--- DATA SHOWN Enclosed Below ---

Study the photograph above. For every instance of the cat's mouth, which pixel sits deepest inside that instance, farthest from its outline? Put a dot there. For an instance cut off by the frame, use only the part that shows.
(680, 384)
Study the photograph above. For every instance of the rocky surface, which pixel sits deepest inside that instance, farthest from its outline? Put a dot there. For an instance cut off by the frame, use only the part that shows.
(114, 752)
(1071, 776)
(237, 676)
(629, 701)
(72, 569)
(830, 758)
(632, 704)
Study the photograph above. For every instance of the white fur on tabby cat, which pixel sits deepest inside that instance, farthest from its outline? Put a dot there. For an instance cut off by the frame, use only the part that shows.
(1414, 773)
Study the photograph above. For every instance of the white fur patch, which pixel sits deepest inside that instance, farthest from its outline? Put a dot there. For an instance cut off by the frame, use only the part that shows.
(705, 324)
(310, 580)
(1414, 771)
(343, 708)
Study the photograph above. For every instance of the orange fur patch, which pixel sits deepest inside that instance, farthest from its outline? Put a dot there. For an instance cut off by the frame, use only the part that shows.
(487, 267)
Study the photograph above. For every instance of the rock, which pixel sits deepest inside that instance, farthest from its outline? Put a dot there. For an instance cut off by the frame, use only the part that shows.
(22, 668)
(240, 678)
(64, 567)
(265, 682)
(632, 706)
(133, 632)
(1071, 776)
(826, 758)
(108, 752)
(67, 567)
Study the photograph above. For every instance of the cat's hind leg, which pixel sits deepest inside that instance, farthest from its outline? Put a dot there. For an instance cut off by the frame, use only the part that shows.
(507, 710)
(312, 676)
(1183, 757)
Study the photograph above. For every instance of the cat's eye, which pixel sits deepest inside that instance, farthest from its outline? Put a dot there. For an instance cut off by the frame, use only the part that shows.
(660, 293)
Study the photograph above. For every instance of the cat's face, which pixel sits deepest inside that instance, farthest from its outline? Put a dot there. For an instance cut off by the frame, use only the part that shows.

--- End of Enclosed DATA SHOWN ---

WHAT IS BEING ASKED> Please copy out the data above exactly.

ANSWER SECTION>
Study the photograph above. For every instance of the cat's mouth, which pixel sits deepest inside that instance, farthest from its outline? Put a dot there. For an instance cut off by the frame, use only the part that shows.
(680, 384)
Study the photograph above. For every instance of the rocky surface, which pixel sits deepest inside that instance, farthest from its outline? Put a dot there. For an instance cut off by the frame, use only the part that shows.
(114, 752)
(1071, 776)
(237, 676)
(629, 701)
(72, 569)
(830, 758)
(632, 704)
Study the photograph above. For every instance of the white fur on tabby cat, which pixel sits deepest inside that instance, farthest from its outline? Put a dot there. For an instance cut off by the frame, use only the part that shows.
(1414, 773)
Study the photograph above. For every instance of the white fur patch, which pixel sits deepest inside that instance, farthest from its outline? Put a dot there. For an instance cut off by the frame, use only the part that shows.
(705, 324)
(310, 580)
(1414, 771)
(343, 708)
Study the photograph above. For every instance of the orange fur patch, which pixel sits deepest inside that instance, farthest from its outline? Put a dot there. For an instance cut off by the frame, use only the part that shows.
(487, 267)
Study the photograph above. For every instance of the rock, which pixel sits deepest inside that instance, farthest from its outline? Put a dot there. For an instance cut off by the frame, use only the part that shows.
(22, 668)
(240, 678)
(64, 567)
(265, 682)
(632, 706)
(133, 632)
(1071, 776)
(826, 758)
(108, 752)
(67, 567)
Study the photograph above. For every instance of the cat's hind leg, which pixel sits deepest inside that instance, farthest from its outline? Put a dot there. For an instance cut off by the frame, use only the part that shows.
(507, 710)
(312, 676)
(1183, 757)
Study the photograph above. For every instance of the cat's eye, which pixel sits deepest inside that instance, farthest from its outline? Put a dot there. For an instance cut off by the frame, use only the part that shows.
(660, 293)
Study the photograph above. For every instance of the cat's face, which pixel sits deepest inside that instance, farthest from its outline? Put a dot there. For an instance cut off by the frame, use only the part that shows.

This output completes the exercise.